# Nuts!



## HenryBennett (Feb 22, 2021)

@Anitram in another thread mentioned nuts and toothache. Martin, I may have done the same thing. I’ve recently taken to snacking on nuts. Lidl has a good selection of nuts and I especially like the Brazil nuts. But I’m also mildly addicted to KP salted peanuts in their new resealable packet. I was out of KPs and was passing a Pound Shop on Saturday so bought a pack of no brand salted peanuts. What could go wrong? A peanut is a peanut Is a peanut.

We know that with wine a grape isn’t just a grape. We know with coffee that a bean isn’t just a bean. And I now know that a peanut isn’t just a peanut. I had a handful and threw the rest of the packet away. 

What are your favourite nuts, folks?


----------



## Drummer (Feb 22, 2021)

I get nuts from Grapetree when they let us know there is an offer on - I have never found a bad one, they are really fresh and tasty.
In these times there is the added advantage of being delivered very efficiently.


----------



## Kaylz (Feb 22, 2021)

I rarely eat nuts these days but cashews and pecans had to be my 2 favourites xx


----------



## Inka (Feb 22, 2021)

I love nuts! I like them all really, but walnuts always make me a bit nervous as the bad ones are seriously disgusting!

My favourite nuts are brazil nuts, macadamia nuts and chestnuts. I also like nut butters.


----------



## Drummer (Feb 22, 2021)

Check the carb content though as quite a few things called nuts are not, botanically, nuts - the joys of having a B.Sc.

Required work ▸
a - In the nuts thread, quote from "## Inka (Feb" to "having a B.Sc." word for word.
b - Answer these questions from the nuts thread:
(i) At what kind of shop did HenryBennett buy the no-brand salted peanuts?
(ii) Which two nuts does Kaylz name as favorites?
(iii) What degree does Drummer mention in the last post?
c - Shorten the paragraph of the nuts thread that begins "@Anitram in another thread", keeping its main facts.

Collected data entries:

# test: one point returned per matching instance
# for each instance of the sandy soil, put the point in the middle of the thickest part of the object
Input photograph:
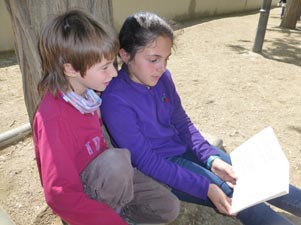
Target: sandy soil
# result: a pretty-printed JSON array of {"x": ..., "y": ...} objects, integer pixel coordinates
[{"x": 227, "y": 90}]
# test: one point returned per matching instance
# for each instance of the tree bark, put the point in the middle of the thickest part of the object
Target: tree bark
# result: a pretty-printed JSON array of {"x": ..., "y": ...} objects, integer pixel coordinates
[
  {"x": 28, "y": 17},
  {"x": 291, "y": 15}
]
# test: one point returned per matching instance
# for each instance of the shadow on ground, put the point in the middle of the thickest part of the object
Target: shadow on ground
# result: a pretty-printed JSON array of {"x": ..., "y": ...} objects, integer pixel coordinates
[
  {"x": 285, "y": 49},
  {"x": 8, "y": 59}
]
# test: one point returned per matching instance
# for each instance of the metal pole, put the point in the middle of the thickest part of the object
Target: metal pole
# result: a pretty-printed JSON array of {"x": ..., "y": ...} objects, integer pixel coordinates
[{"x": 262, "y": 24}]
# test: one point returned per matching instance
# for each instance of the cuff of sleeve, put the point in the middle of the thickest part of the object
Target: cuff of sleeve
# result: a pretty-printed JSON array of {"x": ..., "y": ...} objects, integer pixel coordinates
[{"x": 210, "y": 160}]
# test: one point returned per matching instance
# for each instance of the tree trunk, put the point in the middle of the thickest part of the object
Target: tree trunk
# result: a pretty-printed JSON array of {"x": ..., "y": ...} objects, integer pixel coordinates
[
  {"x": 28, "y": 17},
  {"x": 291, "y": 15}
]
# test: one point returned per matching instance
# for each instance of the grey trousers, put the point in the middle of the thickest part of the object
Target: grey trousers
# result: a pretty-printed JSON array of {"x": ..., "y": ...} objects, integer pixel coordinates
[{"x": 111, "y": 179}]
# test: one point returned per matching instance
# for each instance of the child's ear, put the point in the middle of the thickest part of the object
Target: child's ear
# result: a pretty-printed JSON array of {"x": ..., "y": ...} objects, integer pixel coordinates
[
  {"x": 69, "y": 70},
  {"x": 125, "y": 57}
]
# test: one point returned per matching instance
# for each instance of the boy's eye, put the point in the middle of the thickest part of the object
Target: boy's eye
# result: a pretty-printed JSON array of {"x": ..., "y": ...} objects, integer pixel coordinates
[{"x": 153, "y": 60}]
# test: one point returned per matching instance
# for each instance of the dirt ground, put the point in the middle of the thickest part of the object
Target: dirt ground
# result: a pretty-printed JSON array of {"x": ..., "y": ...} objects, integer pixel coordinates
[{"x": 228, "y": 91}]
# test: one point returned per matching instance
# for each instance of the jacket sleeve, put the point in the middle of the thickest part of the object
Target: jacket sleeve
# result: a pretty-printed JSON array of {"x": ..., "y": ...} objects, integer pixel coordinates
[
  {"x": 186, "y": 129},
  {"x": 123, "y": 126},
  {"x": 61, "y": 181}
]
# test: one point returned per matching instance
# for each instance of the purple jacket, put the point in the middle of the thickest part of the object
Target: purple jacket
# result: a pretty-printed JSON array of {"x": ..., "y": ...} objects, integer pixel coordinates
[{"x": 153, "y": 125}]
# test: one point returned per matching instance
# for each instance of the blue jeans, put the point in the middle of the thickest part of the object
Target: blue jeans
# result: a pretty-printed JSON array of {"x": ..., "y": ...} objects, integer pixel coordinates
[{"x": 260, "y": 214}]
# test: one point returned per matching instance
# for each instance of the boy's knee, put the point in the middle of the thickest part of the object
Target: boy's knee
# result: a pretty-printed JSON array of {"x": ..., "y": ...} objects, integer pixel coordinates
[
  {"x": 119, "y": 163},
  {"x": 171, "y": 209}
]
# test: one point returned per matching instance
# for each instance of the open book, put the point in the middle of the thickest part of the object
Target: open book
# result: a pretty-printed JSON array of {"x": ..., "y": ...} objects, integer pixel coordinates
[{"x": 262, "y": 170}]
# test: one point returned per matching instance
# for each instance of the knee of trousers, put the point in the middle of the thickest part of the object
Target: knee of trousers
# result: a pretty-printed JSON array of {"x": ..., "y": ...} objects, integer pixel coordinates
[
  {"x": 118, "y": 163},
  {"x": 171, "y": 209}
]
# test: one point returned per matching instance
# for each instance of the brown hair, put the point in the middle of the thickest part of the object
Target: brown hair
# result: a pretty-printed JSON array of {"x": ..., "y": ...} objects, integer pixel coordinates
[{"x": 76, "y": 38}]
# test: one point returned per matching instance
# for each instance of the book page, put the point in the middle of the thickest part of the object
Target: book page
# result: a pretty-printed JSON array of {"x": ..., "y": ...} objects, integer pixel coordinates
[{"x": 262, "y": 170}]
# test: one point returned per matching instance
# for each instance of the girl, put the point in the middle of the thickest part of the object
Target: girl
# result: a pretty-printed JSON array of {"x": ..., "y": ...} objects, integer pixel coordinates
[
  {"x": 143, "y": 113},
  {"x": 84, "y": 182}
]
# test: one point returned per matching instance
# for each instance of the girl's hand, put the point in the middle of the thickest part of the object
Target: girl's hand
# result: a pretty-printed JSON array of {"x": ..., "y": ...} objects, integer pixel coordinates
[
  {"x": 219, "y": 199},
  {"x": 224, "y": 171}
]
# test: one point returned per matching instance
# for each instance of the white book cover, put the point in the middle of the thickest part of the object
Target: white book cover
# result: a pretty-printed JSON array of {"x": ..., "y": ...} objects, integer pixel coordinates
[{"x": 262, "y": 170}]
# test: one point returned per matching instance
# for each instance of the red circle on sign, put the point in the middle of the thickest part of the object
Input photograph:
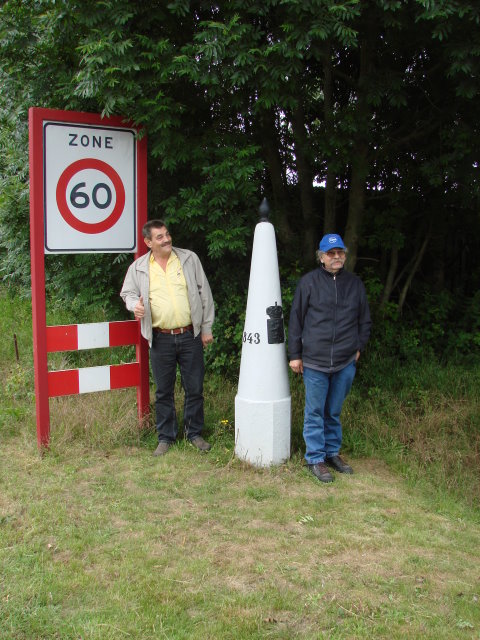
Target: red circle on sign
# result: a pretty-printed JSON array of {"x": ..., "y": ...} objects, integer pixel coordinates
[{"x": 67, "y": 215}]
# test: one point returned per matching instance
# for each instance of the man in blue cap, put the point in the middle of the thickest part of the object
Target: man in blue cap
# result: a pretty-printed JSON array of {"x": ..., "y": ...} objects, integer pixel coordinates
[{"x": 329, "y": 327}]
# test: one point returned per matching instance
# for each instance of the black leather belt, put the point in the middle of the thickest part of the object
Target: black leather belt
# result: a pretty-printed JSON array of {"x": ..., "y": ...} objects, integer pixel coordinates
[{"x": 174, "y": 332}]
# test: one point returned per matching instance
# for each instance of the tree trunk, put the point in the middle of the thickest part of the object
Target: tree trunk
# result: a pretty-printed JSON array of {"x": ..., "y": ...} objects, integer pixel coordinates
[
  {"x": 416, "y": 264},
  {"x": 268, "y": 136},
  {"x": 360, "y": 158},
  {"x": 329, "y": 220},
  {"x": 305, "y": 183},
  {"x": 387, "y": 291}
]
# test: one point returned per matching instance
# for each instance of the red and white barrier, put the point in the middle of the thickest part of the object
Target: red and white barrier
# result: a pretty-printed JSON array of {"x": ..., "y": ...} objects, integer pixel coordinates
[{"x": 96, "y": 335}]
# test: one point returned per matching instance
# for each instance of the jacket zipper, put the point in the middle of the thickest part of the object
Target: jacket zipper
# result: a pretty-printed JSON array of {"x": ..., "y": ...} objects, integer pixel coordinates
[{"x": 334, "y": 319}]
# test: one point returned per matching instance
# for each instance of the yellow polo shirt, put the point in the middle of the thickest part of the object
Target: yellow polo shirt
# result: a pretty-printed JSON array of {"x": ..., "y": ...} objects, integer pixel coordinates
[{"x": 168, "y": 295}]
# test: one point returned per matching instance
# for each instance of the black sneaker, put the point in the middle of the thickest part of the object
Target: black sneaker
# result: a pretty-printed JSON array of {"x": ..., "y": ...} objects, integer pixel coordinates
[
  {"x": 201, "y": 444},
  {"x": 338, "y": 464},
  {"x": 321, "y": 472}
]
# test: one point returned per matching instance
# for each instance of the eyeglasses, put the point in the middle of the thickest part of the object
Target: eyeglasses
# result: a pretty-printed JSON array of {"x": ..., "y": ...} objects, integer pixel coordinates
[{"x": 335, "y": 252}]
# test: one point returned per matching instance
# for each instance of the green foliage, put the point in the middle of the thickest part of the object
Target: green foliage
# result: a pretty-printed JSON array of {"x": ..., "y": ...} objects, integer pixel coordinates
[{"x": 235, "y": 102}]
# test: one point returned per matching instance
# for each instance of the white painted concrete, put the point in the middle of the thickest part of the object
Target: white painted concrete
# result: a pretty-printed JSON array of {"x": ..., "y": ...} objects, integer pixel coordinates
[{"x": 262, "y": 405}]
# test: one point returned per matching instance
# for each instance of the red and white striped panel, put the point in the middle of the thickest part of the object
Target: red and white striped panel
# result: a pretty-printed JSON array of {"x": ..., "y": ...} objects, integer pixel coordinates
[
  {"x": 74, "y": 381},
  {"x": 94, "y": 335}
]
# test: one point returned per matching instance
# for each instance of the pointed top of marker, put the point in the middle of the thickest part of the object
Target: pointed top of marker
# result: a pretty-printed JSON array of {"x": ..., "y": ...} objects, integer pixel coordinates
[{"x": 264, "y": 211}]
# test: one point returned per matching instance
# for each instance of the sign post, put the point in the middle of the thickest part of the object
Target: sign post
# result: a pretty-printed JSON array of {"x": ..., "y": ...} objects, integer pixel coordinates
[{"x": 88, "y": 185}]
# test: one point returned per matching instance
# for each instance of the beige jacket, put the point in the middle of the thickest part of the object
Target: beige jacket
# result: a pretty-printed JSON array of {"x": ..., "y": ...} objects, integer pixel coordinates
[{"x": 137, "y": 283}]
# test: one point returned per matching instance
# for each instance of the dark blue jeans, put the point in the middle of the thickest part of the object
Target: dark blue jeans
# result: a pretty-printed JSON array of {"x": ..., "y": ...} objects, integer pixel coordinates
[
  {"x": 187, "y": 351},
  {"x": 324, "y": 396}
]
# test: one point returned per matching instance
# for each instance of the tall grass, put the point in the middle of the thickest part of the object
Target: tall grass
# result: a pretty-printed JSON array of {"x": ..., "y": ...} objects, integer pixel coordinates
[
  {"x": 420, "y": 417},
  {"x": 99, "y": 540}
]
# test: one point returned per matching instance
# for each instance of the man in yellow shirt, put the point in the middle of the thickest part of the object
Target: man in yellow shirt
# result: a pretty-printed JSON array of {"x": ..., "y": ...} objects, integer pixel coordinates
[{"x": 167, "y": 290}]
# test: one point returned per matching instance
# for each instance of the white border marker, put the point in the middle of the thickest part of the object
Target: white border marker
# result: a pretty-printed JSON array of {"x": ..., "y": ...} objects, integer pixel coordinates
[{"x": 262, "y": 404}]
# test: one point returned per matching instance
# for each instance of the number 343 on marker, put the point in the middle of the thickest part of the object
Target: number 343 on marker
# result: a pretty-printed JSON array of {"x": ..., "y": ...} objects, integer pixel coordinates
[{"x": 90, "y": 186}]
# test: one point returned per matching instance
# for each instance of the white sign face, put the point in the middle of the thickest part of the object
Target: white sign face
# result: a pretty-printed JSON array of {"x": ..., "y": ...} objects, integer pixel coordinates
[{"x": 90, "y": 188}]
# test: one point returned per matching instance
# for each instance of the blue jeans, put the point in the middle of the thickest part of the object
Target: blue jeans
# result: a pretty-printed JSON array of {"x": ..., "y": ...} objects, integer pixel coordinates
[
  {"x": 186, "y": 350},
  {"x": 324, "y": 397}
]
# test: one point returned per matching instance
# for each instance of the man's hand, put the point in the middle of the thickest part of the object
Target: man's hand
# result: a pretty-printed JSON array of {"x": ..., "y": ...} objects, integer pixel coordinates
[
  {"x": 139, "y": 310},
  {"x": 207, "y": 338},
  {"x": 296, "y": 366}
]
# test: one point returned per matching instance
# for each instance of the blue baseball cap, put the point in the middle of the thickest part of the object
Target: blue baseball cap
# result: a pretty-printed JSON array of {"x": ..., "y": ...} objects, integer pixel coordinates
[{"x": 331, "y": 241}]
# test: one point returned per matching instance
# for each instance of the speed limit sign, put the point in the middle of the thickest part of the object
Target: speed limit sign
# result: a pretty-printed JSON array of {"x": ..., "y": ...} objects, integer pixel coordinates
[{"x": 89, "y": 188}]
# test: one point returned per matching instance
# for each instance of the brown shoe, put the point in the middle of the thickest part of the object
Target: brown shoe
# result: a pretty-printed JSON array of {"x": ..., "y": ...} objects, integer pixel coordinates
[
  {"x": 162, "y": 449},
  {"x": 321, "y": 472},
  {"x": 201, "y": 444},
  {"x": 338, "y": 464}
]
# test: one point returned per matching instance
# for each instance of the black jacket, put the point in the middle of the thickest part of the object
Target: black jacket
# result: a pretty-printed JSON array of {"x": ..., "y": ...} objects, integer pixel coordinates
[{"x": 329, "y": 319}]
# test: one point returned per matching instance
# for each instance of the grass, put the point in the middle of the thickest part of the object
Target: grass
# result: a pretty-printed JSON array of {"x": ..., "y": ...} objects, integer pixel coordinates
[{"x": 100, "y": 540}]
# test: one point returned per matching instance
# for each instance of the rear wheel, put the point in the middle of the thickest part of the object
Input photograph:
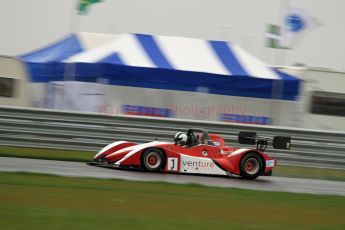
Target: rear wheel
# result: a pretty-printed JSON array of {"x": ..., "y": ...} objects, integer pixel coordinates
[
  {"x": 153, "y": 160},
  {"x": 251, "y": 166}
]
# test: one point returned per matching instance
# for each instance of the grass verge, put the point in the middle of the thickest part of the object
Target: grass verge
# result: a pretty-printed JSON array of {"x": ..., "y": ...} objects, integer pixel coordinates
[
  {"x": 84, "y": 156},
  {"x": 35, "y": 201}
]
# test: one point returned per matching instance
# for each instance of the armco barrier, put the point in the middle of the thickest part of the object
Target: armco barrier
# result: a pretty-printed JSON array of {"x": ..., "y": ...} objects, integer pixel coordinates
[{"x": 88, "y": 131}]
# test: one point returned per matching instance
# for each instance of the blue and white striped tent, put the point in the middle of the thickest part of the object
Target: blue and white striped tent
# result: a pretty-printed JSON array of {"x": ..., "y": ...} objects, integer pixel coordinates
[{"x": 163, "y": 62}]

Solved tasks ▸
a -
## Inka (Feb 22, 2021)

I love nuts! I like them all really, but walnuts always make me a bit nervous as the bad ones are seriously disgusting!

My favourite nuts are brazil nuts, macadamia nuts and chestnuts. I also like nut butters.


----------



## Drummer (Feb 22, 2021)

Check the carb content though as quite a few things called nuts are not, botanically, nuts - the joys of having a B.Sc.

b -
(i) A Pound Shop
(ii) Cashews and pecans
(iii) A B.Sc.

c - Anitram mentioned nuts and toothache in another thread, and HenryBennett may have done the same thing. HenryBennett has recently taken to snacking on nuts, especially Lidl's Brazil nuts, and is mildly addicted to KP salted peanuts in their new resealable packet. Out of KPs, HenryBennett bought a pack of no-brand salted peanuts at a Pound Shop on Saturday, assuming a peanut is a peanut.